**Exercise instructions**
Drop every image and restate the entries below word for word.

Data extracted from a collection
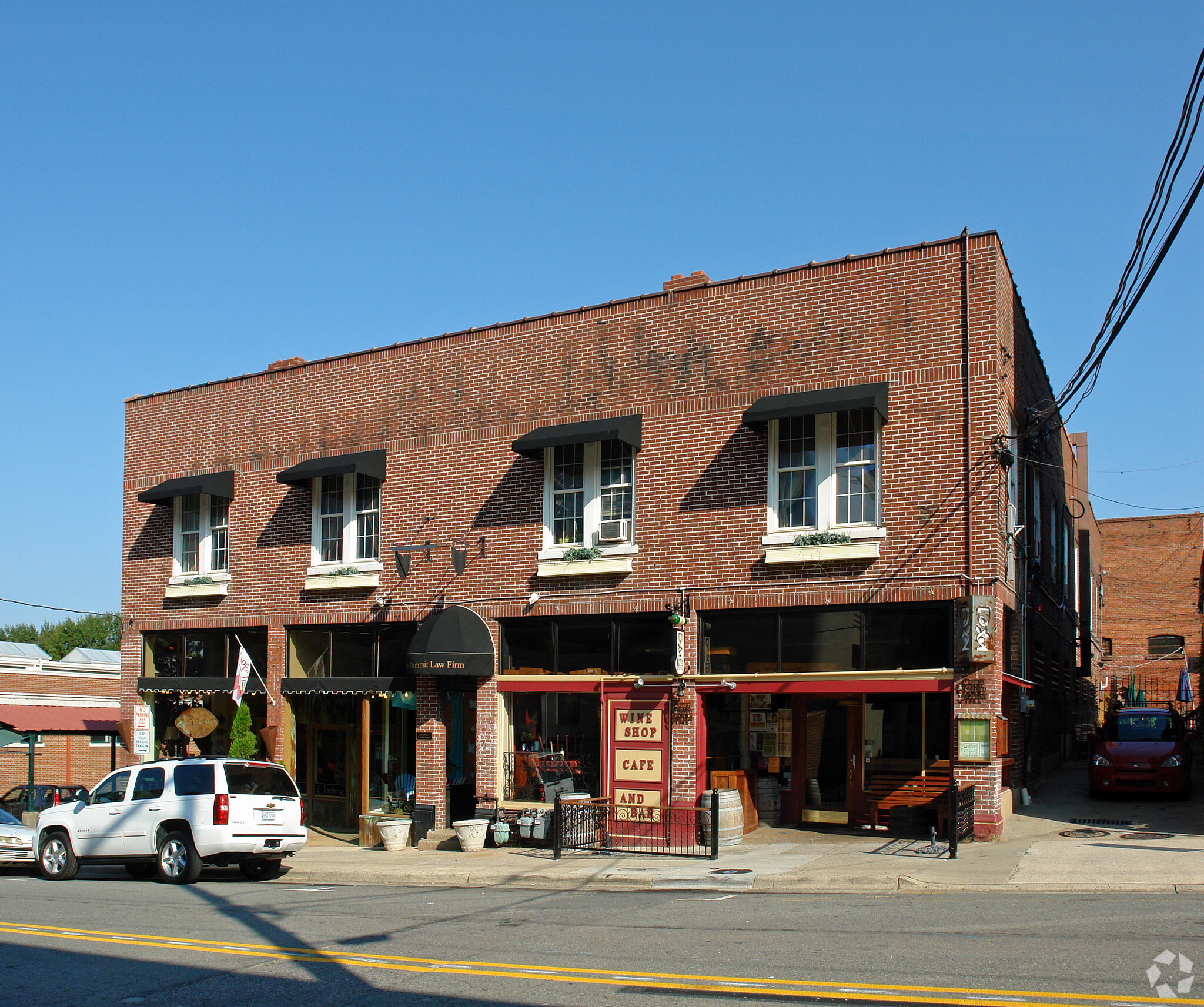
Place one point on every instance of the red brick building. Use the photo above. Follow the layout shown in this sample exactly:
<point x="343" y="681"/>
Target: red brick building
<point x="1154" y="627"/>
<point x="73" y="707"/>
<point x="729" y="527"/>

**Answer space**
Place one point on every instance of the red brick building. Use the photo above. Follow the layout shown in this sample exactly:
<point x="343" y="681"/>
Target: red brick building
<point x="1154" y="627"/>
<point x="73" y="707"/>
<point x="729" y="527"/>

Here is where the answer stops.